▶ [Data entries]
'''

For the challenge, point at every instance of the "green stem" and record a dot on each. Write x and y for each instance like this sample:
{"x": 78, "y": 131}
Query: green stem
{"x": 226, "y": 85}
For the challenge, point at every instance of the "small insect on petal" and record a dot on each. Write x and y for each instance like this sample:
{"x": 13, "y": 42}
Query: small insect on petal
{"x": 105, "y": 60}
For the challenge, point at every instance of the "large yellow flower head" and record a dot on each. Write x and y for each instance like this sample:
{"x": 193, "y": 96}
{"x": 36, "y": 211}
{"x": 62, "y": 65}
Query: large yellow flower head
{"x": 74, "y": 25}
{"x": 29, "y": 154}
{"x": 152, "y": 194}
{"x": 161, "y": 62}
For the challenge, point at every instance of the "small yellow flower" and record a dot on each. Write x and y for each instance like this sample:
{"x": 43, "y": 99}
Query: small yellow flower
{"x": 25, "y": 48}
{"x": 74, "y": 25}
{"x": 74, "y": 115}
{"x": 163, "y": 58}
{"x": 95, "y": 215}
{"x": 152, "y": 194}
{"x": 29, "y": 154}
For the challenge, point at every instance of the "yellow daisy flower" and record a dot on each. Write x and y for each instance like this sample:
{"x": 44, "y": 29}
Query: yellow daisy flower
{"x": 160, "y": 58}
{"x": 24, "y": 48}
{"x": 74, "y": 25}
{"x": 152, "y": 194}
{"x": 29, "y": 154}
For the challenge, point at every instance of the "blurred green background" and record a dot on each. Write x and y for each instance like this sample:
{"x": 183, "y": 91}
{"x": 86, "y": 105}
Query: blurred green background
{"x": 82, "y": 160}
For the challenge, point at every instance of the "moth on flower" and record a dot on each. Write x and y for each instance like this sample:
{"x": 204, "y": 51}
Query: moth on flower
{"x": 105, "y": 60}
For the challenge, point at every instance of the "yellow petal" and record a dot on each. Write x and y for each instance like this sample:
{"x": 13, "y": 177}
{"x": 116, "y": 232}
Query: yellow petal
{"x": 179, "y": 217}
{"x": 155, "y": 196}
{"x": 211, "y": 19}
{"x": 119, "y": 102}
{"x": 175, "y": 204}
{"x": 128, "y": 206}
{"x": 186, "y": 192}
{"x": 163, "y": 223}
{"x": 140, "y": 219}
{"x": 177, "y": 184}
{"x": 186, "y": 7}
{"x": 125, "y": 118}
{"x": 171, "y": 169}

'''

▶ [Exercise directions]
Copy out each record exactly as given, omitting none.

▶ [Full response]
For the challenge, point at every instance of the "green stem" and record a dot on each. Write x and y for each instance like this sample:
{"x": 78, "y": 131}
Query: green stem
{"x": 226, "y": 85}
For the challenge, point at every instance of the "small insect on petal" and record a dot on each. Write x and y for each instance like this sample:
{"x": 13, "y": 42}
Query: small insect on petal
{"x": 105, "y": 60}
For the challenge, point at every instance of the "large yellow flower head" and record a dot on each. Write x and y for each instance like this sample:
{"x": 193, "y": 96}
{"x": 36, "y": 211}
{"x": 62, "y": 65}
Query: large yellow flower head
{"x": 74, "y": 25}
{"x": 29, "y": 154}
{"x": 152, "y": 194}
{"x": 161, "y": 62}
For the challenge, point at every instance of the "small yellow flower" and record a dot on each. Write x and y for each instance like this sample:
{"x": 43, "y": 99}
Query: small yellow flower
{"x": 25, "y": 48}
{"x": 74, "y": 25}
{"x": 74, "y": 115}
{"x": 163, "y": 58}
{"x": 95, "y": 215}
{"x": 152, "y": 194}
{"x": 29, "y": 154}
For the challenge, point at every instance of the "yellow daisy flower" and record a dot on each. Write x and y for each instance like this sample:
{"x": 44, "y": 29}
Query: yellow daisy flower
{"x": 160, "y": 58}
{"x": 24, "y": 48}
{"x": 74, "y": 25}
{"x": 152, "y": 194}
{"x": 29, "y": 154}
For the challenge, point at every instance of the "blurred green background" and record a dot on each. Write x and y for each instance like this sample:
{"x": 183, "y": 91}
{"x": 86, "y": 105}
Query: blurred green background
{"x": 82, "y": 160}
For the challenge, point at every instance of the "moth on flower" and record a dot on each. Write x and y for each instance like this sample:
{"x": 204, "y": 51}
Query: moth on flower
{"x": 105, "y": 60}
For the challenge, point at every instance of the "yellow petal" and record a dot on each. Write x and y for each instance like this sample:
{"x": 13, "y": 177}
{"x": 116, "y": 232}
Query: yellow petal
{"x": 179, "y": 217}
{"x": 155, "y": 196}
{"x": 211, "y": 19}
{"x": 119, "y": 102}
{"x": 175, "y": 204}
{"x": 128, "y": 206}
{"x": 186, "y": 192}
{"x": 163, "y": 223}
{"x": 140, "y": 219}
{"x": 177, "y": 184}
{"x": 186, "y": 7}
{"x": 125, "y": 118}
{"x": 171, "y": 169}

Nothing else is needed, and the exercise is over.